- _WORK REQUEST A_:
In one to three sentences, explain what the passage on New Zealand's 2021 COVID-19 figures says Ardern's definitive phrasing likely did, and why it could sway hesitant people.
- _WORK REQUEST B_:
According to the passage on New Zealand's 2021 COVID-19 figures, how many vaccinated individuals were admitted to intensive care?

== PASSAGE FOR REVIEW

To date, no peer-reviewed statement from a licensed physician or immunologist appears to have made such a categorical claim about any COVID-19 vaccine.
What the Data Showed
Despite the reassurance, data from New Zealand in 2021 showed that vaccination reduced risk — but did not eliminate it.
- Over 4,200 vaccinated New Zealanders were hospitalised due to COVID-19 during 2021.
- 251 vaccinated individuals were admitted to intensive care.
These figures include people with one or two doses and reflect the reality that breakthrough infections can still lead to serious illness, albeit at lower rates than in the unvaccinated population.
From a behavioural standpoint, Ardern’s definitive phrasing likely served as a psychological nudge — a message engineered to motivate action by framing vaccination as a no-risk decision. Coming from the Prime Minister, such messaging carried institutional authority, potentially influencing hesitant individuals who might otherwise delay or decline vaccination.
But public trust in science relies not just on leadership, but on clarity and transparency.
The Contrast in Unvaccinated Outcomes
For comparison, here’s what the data show for unvaccinated individuals during the same period:
- Hospitalisations (Unvaccinated): ~112 people
- ICU admissions (Unvaccinated): ~11 people
These are raw event counts and remain the same regardless of the population baseline used.

====
== DATA TO EXAMINE

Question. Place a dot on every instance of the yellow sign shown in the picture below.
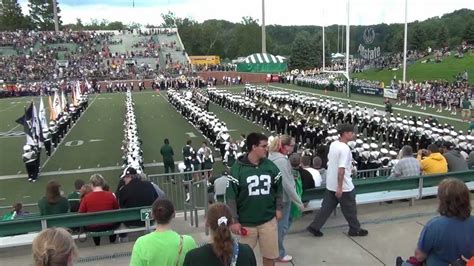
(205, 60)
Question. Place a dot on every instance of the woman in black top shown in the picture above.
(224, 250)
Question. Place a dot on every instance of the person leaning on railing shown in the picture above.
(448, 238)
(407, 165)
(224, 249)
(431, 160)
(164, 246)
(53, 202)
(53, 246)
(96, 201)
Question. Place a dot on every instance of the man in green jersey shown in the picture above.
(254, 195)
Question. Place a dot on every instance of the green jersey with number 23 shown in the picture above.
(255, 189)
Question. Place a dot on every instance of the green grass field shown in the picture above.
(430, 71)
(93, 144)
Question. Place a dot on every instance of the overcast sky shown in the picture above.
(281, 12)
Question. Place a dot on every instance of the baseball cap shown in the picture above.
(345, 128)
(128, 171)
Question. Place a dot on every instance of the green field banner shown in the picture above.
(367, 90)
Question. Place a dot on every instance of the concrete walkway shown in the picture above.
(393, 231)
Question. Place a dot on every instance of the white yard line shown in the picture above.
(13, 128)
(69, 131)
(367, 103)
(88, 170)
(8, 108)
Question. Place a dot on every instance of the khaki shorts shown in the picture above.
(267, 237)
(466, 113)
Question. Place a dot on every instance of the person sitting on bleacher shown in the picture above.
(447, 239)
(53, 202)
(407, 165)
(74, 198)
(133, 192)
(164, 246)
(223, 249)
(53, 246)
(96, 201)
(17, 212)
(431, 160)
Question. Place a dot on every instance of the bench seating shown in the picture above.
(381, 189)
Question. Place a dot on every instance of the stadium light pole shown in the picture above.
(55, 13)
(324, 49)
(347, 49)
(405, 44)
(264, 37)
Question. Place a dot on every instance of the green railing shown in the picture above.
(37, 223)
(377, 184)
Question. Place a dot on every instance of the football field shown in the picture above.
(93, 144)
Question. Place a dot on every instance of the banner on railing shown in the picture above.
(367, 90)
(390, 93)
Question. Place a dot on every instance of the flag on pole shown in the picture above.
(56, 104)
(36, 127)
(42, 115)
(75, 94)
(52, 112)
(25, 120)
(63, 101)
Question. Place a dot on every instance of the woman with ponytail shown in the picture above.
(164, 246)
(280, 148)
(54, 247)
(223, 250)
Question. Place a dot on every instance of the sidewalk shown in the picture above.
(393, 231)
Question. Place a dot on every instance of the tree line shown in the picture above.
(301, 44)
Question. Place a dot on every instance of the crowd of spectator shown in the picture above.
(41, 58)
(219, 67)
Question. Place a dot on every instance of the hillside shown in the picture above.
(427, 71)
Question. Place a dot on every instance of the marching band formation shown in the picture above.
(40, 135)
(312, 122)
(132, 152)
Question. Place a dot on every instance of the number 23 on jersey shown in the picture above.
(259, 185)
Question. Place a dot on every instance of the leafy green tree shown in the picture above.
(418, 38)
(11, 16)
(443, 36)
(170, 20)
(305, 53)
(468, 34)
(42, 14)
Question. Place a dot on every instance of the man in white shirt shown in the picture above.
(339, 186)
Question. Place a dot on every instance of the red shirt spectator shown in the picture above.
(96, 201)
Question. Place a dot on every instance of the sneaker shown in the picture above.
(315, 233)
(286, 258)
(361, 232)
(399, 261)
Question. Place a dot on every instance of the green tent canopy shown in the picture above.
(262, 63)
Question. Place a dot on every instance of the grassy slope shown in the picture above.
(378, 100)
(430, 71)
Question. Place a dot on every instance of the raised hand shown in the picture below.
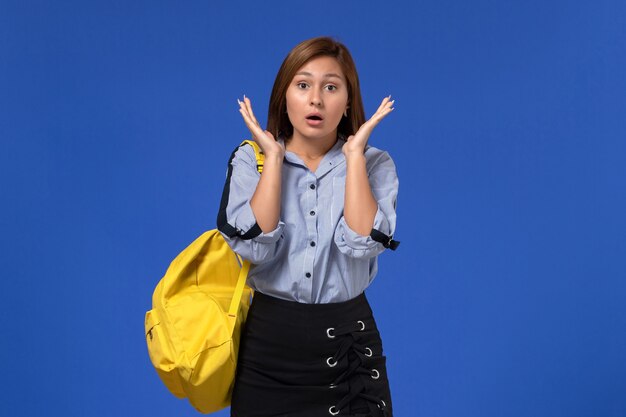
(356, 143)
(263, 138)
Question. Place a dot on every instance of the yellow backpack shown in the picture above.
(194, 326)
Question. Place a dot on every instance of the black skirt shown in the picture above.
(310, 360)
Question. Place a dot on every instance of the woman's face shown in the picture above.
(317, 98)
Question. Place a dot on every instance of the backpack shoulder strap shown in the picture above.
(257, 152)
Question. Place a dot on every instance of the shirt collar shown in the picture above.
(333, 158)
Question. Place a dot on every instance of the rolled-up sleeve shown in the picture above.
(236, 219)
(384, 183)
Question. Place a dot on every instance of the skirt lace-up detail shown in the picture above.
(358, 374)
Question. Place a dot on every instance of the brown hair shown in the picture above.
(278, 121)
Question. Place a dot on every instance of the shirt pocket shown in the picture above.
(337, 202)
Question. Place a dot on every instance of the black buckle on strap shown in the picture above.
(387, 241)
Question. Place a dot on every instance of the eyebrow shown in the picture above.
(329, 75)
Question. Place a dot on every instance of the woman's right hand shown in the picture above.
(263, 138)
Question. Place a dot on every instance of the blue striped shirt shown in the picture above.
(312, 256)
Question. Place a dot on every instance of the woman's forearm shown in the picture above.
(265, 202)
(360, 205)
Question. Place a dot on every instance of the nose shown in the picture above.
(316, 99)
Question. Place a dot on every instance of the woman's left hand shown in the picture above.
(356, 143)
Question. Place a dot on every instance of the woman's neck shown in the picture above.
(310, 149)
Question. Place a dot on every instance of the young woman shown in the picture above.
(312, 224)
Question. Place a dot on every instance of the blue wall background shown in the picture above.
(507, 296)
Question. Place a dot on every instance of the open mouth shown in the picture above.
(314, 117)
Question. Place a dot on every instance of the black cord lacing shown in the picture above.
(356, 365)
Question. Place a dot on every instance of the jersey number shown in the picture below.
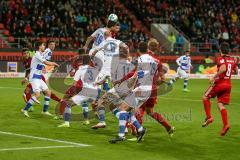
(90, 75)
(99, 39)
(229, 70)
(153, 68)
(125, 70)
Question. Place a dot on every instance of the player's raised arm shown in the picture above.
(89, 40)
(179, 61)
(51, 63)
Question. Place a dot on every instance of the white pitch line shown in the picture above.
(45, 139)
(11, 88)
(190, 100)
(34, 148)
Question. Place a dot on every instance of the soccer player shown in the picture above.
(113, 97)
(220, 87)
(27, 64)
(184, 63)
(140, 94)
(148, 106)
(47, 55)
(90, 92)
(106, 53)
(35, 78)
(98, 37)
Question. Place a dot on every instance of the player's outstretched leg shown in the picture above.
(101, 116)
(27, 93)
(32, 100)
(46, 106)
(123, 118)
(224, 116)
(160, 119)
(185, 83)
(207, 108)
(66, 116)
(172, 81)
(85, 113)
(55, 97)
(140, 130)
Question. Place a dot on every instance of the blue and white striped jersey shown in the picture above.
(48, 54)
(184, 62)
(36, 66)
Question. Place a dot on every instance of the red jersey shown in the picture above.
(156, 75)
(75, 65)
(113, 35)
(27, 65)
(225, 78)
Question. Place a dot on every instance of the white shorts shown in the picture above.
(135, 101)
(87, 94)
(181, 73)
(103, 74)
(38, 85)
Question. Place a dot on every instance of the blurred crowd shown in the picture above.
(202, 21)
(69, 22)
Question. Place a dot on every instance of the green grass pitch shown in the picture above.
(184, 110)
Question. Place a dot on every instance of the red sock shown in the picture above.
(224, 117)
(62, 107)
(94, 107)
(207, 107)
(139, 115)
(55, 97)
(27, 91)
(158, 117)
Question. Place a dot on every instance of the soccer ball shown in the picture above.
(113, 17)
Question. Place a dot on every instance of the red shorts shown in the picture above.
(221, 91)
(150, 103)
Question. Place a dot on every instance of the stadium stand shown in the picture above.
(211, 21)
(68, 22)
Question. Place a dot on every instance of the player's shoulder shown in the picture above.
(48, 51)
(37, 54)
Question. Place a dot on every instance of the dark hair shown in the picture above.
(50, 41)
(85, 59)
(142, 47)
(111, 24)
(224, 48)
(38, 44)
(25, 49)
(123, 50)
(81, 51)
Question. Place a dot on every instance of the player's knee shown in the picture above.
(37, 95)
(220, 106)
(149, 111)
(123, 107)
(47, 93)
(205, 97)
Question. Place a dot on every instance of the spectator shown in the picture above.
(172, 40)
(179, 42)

====
== DATA TO EXAMINE

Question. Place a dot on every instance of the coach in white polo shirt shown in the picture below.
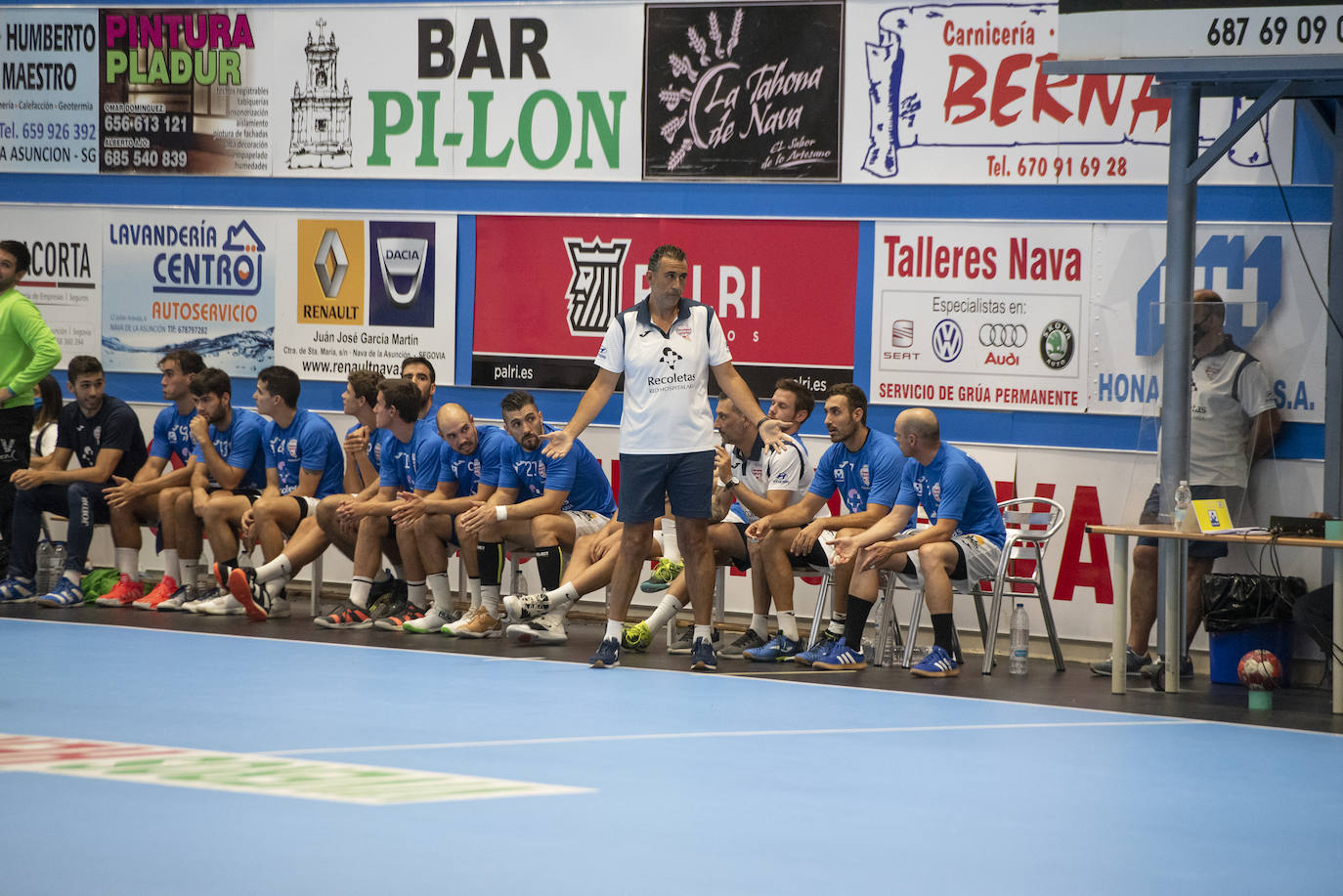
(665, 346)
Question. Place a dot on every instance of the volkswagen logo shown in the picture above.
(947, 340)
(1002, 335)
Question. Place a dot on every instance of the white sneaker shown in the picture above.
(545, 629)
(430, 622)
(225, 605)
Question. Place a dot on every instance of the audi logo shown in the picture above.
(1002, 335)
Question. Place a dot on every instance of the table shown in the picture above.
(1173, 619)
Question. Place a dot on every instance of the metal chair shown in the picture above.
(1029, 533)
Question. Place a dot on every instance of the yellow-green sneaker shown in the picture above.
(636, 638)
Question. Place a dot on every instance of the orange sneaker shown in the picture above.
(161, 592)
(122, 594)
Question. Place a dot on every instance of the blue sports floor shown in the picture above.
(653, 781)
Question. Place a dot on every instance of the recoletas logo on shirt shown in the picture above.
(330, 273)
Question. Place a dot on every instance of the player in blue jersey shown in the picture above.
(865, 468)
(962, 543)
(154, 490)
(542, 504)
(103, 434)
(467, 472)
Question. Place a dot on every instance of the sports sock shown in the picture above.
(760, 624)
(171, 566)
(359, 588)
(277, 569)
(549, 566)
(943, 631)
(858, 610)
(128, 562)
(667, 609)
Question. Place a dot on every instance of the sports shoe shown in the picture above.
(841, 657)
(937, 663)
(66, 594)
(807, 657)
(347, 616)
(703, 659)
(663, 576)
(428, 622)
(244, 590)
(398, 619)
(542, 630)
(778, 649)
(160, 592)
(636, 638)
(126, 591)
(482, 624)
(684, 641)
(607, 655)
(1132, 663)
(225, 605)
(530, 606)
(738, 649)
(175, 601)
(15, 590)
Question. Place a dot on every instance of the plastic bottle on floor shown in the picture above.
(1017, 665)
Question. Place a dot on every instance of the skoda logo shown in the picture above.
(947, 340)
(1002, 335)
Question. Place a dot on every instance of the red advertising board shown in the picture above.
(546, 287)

====
== DATA TO EXAMINE

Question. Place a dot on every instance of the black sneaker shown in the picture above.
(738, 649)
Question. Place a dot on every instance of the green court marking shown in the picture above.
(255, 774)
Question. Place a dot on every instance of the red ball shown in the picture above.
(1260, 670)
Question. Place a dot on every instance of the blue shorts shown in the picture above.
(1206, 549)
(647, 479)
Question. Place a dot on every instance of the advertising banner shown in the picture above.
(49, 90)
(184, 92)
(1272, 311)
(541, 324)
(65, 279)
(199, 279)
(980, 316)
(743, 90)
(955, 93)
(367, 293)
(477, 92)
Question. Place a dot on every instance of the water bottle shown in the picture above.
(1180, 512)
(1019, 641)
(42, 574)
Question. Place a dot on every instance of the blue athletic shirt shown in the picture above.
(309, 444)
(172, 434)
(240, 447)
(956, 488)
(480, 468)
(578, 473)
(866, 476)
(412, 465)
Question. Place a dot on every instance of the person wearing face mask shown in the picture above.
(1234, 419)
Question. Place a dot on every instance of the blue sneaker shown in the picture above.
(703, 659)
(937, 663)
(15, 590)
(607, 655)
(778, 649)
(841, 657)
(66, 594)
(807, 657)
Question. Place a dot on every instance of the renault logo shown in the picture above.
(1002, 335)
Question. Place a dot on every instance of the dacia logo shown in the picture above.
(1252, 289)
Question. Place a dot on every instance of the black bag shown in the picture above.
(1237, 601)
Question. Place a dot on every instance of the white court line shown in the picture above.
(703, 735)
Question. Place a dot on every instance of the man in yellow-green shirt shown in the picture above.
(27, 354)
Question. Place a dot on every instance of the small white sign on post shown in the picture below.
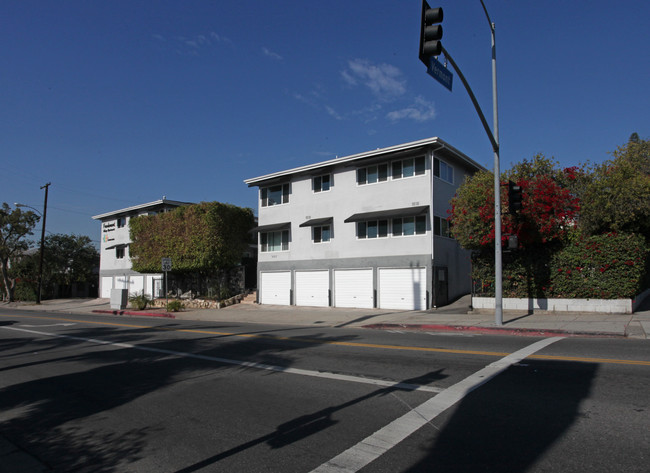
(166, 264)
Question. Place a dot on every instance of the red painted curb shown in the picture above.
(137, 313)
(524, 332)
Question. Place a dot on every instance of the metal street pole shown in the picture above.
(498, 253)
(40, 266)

====

- _RESPONSE BOX A_:
Ardern's definitive phrasing likely acted as a psychological nudge that motivated people to get vaccinated by framing vaccination as a no-risk decision. Because it came from the Prime Minister, it carried institutional authority. That authority could influence hesitant individuals who might otherwise delay or decline vaccination.

- _RESPONSE BOX B_:
251 vaccinated individuals were admitted to intensive care.